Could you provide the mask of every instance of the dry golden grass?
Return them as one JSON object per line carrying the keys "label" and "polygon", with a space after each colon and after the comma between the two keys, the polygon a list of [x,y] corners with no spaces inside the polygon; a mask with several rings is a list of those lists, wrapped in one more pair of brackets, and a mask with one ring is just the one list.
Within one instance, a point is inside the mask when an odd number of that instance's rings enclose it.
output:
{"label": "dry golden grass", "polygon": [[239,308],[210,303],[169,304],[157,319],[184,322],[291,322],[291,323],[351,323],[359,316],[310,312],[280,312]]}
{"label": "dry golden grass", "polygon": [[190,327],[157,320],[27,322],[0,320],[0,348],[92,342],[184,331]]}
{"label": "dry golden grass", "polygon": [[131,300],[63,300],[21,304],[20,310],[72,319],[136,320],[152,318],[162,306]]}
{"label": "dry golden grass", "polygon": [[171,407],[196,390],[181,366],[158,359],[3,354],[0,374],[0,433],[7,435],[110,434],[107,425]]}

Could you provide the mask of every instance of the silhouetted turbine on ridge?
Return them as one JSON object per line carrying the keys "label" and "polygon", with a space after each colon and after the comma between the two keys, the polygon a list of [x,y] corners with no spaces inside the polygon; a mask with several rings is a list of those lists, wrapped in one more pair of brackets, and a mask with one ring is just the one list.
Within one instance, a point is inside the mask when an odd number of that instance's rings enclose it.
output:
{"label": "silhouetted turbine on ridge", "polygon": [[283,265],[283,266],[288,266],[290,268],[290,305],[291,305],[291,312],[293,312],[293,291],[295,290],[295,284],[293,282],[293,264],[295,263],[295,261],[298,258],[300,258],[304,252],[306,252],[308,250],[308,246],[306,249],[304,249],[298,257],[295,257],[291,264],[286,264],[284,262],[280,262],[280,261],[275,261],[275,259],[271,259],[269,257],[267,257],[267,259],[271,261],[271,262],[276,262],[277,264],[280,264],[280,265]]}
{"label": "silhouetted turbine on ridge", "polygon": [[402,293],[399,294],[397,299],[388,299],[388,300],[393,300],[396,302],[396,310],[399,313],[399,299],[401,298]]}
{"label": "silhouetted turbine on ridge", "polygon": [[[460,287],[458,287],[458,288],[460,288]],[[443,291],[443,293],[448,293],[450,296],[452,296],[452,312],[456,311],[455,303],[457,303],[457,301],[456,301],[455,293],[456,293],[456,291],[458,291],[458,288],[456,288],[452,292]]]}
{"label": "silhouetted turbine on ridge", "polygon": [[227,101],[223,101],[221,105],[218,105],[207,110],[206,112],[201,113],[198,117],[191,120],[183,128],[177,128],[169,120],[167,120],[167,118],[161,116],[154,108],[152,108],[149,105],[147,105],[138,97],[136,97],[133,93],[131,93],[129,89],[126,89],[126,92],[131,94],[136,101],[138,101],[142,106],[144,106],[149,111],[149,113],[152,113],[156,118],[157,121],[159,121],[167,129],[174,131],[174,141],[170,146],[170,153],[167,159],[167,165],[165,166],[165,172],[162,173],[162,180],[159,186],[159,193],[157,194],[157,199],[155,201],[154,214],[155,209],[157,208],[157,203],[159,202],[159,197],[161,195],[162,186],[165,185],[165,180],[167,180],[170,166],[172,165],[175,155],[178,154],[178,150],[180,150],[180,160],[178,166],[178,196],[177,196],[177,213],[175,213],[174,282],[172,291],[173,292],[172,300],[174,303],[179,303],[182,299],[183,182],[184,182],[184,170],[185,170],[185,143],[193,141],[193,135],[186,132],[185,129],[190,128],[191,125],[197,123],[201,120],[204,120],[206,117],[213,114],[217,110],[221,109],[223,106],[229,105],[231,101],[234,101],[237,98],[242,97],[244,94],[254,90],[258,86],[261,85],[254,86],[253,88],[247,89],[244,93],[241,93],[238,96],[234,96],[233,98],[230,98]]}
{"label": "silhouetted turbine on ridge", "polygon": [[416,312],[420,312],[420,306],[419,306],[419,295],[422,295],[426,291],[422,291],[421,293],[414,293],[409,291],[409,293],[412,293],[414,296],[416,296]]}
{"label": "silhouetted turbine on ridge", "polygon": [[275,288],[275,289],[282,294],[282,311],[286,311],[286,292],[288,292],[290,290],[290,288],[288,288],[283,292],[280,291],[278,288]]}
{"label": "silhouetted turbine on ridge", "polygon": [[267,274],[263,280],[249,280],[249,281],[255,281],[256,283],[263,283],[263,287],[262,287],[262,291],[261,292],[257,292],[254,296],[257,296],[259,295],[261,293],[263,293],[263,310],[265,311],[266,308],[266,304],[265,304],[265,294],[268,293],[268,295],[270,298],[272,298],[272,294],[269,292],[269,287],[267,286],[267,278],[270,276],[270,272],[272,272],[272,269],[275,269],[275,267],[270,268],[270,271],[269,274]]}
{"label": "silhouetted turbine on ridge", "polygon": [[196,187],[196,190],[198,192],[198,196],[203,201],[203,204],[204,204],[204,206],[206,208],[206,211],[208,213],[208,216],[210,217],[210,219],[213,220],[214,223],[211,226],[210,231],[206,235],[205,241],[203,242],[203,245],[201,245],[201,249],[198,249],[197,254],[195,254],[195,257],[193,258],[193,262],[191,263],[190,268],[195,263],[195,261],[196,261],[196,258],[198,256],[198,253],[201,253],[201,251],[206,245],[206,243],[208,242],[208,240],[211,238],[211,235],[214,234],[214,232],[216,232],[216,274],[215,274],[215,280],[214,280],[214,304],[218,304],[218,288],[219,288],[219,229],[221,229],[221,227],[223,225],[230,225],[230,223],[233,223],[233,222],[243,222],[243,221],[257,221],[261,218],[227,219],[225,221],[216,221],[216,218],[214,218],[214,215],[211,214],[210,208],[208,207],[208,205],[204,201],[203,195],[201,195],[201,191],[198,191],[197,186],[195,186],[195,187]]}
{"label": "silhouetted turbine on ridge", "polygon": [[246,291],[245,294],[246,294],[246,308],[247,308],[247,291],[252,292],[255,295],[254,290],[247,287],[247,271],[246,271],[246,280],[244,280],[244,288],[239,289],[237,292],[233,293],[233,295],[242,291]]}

------------

任务详情 ▸
从上方列表中提取所有含有字符串“instance”的行，匹配时区分大小写。

任务答复 ▸
Could you provide the mask of every instance of the dry golden grass?
Within one instance, a point is inside the mask when an odd number of that instance's rings enclose it.
Could you provide the mask of every instance of the silhouetted turbine on ridge?
Within one instance, a point is inside the mask when an odd number of that instance's rings enclose it.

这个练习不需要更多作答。